▶ _SHORT PROBLEM_
Report each line of the material below that contains the word "every", copying the lines in full. Case counts, so only matches with the same capitalization qualify.

▶ _TASK INPUTS_
*****

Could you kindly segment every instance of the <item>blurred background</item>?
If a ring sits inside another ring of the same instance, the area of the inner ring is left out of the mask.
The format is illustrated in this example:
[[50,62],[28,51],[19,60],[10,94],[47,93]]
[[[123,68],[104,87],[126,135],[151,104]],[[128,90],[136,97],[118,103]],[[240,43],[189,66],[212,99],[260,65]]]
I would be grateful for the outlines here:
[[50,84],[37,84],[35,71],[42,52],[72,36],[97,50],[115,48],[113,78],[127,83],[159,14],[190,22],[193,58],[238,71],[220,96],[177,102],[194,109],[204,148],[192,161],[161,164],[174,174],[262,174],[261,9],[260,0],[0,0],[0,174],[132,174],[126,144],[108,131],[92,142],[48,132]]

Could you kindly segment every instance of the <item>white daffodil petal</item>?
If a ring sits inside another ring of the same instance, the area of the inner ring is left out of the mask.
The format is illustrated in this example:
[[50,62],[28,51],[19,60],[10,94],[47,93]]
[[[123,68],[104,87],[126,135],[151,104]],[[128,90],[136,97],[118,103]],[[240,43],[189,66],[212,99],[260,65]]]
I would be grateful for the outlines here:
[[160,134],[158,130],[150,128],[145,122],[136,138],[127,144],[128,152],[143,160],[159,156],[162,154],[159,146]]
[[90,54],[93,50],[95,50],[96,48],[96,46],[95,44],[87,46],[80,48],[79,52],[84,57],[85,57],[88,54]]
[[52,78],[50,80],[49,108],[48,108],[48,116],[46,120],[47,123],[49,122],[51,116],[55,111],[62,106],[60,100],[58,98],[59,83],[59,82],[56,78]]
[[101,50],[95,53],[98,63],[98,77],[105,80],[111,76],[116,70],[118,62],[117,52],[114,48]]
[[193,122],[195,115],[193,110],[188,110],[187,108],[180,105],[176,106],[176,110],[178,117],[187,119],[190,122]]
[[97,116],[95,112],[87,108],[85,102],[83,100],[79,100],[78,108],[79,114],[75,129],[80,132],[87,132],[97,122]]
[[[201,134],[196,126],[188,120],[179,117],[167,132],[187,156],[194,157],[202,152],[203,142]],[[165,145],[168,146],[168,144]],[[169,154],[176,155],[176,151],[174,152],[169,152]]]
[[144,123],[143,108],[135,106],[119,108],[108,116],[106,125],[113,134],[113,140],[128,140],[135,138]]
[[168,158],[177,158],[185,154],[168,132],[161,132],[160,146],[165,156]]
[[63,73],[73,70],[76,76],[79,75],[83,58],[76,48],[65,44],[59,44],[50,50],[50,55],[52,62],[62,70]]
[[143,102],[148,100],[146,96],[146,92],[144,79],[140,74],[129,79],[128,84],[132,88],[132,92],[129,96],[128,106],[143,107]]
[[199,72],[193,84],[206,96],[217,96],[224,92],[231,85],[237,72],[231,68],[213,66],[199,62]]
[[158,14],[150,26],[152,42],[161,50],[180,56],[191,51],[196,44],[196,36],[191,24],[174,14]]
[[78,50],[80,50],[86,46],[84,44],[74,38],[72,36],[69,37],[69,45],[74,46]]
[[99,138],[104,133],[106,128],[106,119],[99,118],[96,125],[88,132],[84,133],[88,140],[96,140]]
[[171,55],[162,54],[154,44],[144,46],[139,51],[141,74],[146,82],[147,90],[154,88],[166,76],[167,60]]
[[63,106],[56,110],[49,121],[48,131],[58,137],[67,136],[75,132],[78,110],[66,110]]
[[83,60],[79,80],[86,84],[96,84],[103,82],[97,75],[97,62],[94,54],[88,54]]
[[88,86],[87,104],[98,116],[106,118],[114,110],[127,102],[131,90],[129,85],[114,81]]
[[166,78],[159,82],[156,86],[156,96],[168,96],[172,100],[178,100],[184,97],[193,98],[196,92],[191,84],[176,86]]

*****

▶ _COMPLETED EXERCISE_
Could you kindly segment every instance of the <item>blurred background</item>?
Could you kindly segment every instance of the <item>white daffodil petal</item>?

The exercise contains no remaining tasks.